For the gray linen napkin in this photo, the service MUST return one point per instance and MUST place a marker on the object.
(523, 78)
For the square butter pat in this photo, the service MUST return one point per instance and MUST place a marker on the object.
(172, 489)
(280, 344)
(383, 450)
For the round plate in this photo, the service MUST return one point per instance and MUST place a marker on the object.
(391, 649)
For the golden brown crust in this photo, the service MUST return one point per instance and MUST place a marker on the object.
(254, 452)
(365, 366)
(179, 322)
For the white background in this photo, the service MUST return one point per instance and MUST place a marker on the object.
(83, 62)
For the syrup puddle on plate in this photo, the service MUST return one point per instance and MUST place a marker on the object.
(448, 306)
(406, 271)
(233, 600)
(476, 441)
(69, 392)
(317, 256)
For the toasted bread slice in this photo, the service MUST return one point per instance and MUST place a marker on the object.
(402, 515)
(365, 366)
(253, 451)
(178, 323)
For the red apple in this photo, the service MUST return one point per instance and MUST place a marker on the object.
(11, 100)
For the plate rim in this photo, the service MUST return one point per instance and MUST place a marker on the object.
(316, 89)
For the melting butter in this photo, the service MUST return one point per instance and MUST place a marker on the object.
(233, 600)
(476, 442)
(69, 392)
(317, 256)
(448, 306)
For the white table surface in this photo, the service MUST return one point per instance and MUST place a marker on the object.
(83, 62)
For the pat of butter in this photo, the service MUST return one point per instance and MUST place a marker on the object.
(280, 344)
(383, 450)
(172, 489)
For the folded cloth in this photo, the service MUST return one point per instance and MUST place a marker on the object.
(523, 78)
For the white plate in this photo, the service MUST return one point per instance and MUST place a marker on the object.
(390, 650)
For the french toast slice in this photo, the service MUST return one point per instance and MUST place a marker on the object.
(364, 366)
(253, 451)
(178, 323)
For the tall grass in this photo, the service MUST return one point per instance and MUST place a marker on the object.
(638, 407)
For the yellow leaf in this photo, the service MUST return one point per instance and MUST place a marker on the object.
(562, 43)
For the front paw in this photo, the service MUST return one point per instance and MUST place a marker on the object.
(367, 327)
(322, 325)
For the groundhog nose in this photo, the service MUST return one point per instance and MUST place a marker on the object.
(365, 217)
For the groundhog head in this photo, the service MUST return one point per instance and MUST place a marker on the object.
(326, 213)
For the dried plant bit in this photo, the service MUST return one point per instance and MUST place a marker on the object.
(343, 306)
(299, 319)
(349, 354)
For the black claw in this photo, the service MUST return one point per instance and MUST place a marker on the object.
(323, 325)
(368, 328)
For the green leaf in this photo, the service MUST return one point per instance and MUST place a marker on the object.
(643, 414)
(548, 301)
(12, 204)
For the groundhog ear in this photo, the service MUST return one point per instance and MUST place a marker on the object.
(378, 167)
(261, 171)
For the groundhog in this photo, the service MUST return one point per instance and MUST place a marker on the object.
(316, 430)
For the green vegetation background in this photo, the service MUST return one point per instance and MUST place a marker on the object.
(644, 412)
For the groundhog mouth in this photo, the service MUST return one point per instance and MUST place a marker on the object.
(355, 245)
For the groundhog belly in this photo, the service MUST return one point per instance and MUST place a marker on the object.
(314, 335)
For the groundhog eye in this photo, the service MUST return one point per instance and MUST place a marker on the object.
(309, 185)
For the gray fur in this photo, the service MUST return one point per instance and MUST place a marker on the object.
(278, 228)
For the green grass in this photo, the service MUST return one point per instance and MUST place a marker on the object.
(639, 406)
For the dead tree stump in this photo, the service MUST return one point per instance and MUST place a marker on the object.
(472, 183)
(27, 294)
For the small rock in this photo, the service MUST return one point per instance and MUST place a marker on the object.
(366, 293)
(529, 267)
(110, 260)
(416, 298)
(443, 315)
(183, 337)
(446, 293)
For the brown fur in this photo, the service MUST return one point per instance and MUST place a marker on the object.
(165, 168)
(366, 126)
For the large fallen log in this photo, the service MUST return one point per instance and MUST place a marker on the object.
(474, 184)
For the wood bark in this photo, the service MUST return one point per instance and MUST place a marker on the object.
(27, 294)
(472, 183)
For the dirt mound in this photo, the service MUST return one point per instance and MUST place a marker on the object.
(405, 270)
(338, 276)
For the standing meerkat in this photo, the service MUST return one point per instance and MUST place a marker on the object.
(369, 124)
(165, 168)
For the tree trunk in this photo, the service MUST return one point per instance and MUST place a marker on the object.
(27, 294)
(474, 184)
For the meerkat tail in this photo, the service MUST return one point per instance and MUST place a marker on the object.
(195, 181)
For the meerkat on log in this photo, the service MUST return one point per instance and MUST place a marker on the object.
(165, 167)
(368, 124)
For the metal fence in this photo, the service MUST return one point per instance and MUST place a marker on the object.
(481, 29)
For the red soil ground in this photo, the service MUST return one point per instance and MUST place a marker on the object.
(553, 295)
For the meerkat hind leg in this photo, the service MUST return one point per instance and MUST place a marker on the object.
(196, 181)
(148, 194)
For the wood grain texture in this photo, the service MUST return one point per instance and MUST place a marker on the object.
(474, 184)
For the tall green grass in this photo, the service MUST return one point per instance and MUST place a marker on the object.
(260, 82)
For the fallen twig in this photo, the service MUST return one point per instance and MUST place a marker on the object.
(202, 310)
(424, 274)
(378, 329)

• [DIRECTIONS] Only an exact transcription of all the entries will do.

• [SOLUTION]
For the gray linen napkin in this photo, the service MUST return one point per instance and MUST place a marker on the object.
(523, 78)
For the square butter pat in this photo, the service MUST return one point per instance and MUST place a marker on the object.
(172, 489)
(280, 344)
(383, 450)
For the round plate in this photo, the service MUST return one point per instance and MUST place a marker on the object.
(391, 649)
For the golden brown crust in this photo, the service MUST return one point per instance and MUST place a marker on the object.
(254, 452)
(365, 366)
(179, 322)
For the white background in this photo, the service MUST return one point per instance and MUST place a marker on the object.
(83, 62)
For the syrup puddle on plate in this photo, the service MUST return one point per instance and MUST place a marker on the object.
(448, 306)
(406, 271)
(233, 600)
(476, 441)
(69, 392)
(317, 256)
For the toasted bread slice in this photo, the service MUST return one point per instance and MUST place a marker on the object.
(402, 515)
(365, 366)
(253, 451)
(178, 323)
For the red apple in this photo, the service MUST return one point per instance and MUST place a marker on the object.
(11, 100)
For the plate rim in this photo, the service MUST return one point per instance and MUST place a marker on the object.
(316, 89)
For the melting butter in this photo, the service MUST return one point per instance and MUST place a marker on the object.
(233, 600)
(476, 442)
(69, 392)
(317, 256)
(448, 306)
For the white table surface in this photo, the service MUST return one point per instance and MUST place a marker on the object.
(83, 62)
For the pat of butter in this photo, the service MUST return one point per instance and MUST place a marker on the object.
(280, 344)
(383, 450)
(172, 489)
For the folded cloth in this photo, the service MUST return one point per instance and MUST place a marker on the object.
(523, 78)
For the white plate in this photo, the service MUST return one point per instance and MUST place a marker on the object.
(390, 650)
For the french toast slice in this photo, the service MUST return one point per instance and MUST place a marker on the object.
(364, 366)
(253, 451)
(178, 323)
For the tall grass in this photo, the service MUST return one point per instance and MUST place a marker on the object.
(638, 407)
For the yellow leaf in this photo, the service MUST return one point per instance and MUST place a marker on the object.
(562, 43)
For the front paw in this photo, the service MUST return one point per instance and MUST place a marker on the object.
(367, 327)
(322, 325)
For the groundhog nose in this photo, the service MUST return one point per instance and MUST place a marker on the object.
(365, 217)
For the groundhog head in this photo, the service MUST return one point per instance and MUST place a marker on the object.
(326, 213)
For the dried plant bit in this photo, the service MUST return one point per instance and MUST place a marker on the object.
(343, 306)
(299, 319)
(349, 354)
For the black claw in this photo, the service MUST return one point per instance and MUST place a marker on the object.
(323, 325)
(368, 328)
For the green leaf in this photo, the service MUST return one point per instance and MUST place a marker on the object.
(643, 414)
(548, 301)
(12, 204)
For the groundhog ear in this photo, the service MUST return one point per instance and MUST place a marker on the object.
(378, 167)
(261, 171)
For the groundhog in this photo, the service MUST return one point per instance and MUST place a marker on the object.
(316, 430)
For the green vegetation background in this photo, the service MUST return one point per instance and MUST place a marker on the object.
(644, 412)
For the groundhog mouth in this photo, the service MUST return one point per instance and MUST place a marker on the object.
(355, 245)
For the groundhog belly in this photo, the service MUST return one point per instance and MUST place a marker on the object.
(314, 335)
For the groundhog eye in this photo, the service MUST return one point per instance and MUST place a marker on the object.
(309, 185)
For the gray fur in this photo, the service MUST return one point per instance and MUST place a marker on the object.
(278, 228)
For the green grass in this photo, the service MUST return one point per instance and MUST place a marker on the object.
(639, 406)
For the dead tree stump in this photo, the service MUST return one point per instance and MUST place a marker on the object.
(472, 183)
(27, 294)
For the small rock in this photo, the service MUST return one point per instance and MUST place a marker on the object.
(366, 293)
(529, 267)
(110, 260)
(416, 298)
(443, 315)
(183, 337)
(446, 293)
For the brown fur in this photo, the service MUST return one point per instance and MUST place a marker on the object.
(165, 168)
(366, 126)
For the large fallen log in this photo, the service MUST return one point per instance and MUST place a marker on the object.
(474, 184)
For the wood bark in this photo, the service MUST return one point per instance and MUST place a marker on the object.
(27, 294)
(472, 183)
For the dirt mound in this photo, the service MUST return one point per instance and MUST place a marker on the object.
(405, 270)
(338, 276)
For the standing meerkat in this photo, the service MUST return one point per instance and MUST place a marker on the object.
(369, 124)
(165, 168)
For the tree trunk in this photo, the service MUST return one point per instance and MUST place a marker on the object.
(27, 294)
(474, 184)
For the meerkat tail in this photo, the service MUST return one point per instance and MUST place a marker on the object.
(195, 181)
For the meerkat on log in this photo, the service MUST return one point per instance and MUST place a marker on the object.
(165, 167)
(368, 124)
For the metal fence in this photo, the service MUST return one point per instance and MUST place a marker on the object.
(481, 29)
For the red soil ground in this photo, the service MUST return one point per instance and MUST place a marker on the object.
(553, 295)
For the meerkat hind leg in this photo, the service MUST return one point per instance and MUST place a marker on the object.
(196, 181)
(148, 194)
For the wood grain texture in this photo, the service MUST return one point per instance and MUST place a marker on the object.
(474, 184)
For the tall green grass in this photo, the service MUST return one point per instance and MUST place a marker on the object.
(260, 82)
For the fallen twig in this photo, the service MUST return one point per instance and MUST place a marker on the object.
(202, 310)
(424, 274)
(378, 329)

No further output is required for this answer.